# START OF ENTRIES

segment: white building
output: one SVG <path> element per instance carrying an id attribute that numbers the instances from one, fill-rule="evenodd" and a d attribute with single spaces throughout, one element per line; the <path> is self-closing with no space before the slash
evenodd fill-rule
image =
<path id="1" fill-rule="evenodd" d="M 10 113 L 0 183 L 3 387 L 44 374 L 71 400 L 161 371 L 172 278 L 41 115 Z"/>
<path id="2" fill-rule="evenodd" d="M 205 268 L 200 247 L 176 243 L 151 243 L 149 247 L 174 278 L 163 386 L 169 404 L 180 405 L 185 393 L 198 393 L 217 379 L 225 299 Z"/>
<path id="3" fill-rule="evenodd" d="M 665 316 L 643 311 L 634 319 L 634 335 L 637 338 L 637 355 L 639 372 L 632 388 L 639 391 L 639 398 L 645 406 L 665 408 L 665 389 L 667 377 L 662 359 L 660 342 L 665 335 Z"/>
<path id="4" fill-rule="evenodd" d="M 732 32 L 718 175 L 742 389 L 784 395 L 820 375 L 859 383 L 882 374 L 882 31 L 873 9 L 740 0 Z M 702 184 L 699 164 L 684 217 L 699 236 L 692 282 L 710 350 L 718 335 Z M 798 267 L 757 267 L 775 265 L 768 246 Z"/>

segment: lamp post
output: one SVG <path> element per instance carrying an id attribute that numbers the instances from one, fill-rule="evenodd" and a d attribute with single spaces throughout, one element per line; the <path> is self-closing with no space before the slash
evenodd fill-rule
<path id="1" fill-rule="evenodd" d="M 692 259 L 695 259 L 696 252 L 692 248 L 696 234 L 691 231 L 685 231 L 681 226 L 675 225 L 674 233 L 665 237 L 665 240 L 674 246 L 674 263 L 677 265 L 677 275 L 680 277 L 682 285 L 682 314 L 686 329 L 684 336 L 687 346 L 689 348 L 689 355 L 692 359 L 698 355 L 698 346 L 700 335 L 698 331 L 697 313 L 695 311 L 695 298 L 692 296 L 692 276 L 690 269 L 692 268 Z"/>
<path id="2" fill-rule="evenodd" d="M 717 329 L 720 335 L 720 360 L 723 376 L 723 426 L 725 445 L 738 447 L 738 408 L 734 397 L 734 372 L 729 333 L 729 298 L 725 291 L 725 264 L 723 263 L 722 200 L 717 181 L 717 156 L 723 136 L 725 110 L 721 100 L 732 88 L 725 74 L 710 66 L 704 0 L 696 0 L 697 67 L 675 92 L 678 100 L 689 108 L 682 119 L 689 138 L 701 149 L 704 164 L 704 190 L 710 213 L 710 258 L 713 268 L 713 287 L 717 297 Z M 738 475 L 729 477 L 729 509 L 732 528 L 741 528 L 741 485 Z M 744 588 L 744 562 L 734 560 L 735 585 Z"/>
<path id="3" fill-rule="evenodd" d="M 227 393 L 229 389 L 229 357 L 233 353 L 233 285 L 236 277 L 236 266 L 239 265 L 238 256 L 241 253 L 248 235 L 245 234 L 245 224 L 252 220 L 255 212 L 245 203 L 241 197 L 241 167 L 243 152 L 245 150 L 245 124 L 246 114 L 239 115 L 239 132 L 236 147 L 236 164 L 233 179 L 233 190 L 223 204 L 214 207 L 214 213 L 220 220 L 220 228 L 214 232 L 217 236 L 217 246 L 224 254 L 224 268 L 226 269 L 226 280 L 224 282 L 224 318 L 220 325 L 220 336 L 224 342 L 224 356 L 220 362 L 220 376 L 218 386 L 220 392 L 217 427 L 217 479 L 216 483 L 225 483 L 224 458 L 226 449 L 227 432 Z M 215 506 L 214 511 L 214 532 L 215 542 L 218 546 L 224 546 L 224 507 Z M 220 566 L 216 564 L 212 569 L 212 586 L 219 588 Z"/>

# END OF ENTRIES

Rewrite every line of the material from its start through the line that contains "732 32 L 718", including the request lines unchanged. In the answers, scale every number (the path coordinates and the id values) by 2.45 and round to the nearest whole number, with halves rounded up.

▶ **ANSWER TO THE EXERCISE**
segment: white building
output: one SVG <path> element per instance carrying an id attribute that numbers the instances from one, fill-rule="evenodd" and a d attribute with single spaces throughout, one element per line; the <path> is self-closing with no space before the slash
evenodd fill-rule
image =
<path id="2" fill-rule="evenodd" d="M 25 277 L 0 448 L 7 948 L 108 916 L 174 980 L 394 909 L 421 681 L 100 282 Z"/>
<path id="5" fill-rule="evenodd" d="M 502 657 L 490 605 L 431 595 L 370 595 L 365 605 L 426 681 L 399 946 L 414 990 L 441 992 L 453 963 L 485 963 L 532 929 L 551 733 Z"/>
<path id="7" fill-rule="evenodd" d="M 1629 774 L 1575 762 L 1553 782 L 1553 821 L 1561 828 L 1561 870 L 1566 911 L 1548 951 L 1566 958 L 1566 975 L 1580 995 L 1629 1000 L 1629 953 L 1634 924 L 1622 880 L 1617 838 L 1629 821 Z"/>
<path id="10" fill-rule="evenodd" d="M 1793 78 L 1759 429 L 1818 953 L 1921 968 L 2009 919 L 2105 938 L 2161 916 L 2161 76 L 2139 22 L 1813 0 Z M 1720 451 L 1713 402 L 1676 532 L 1713 578 L 1695 691 L 1740 858 L 1759 821 Z M 1955 654 L 1855 654 L 1899 649 L 1882 603 Z"/>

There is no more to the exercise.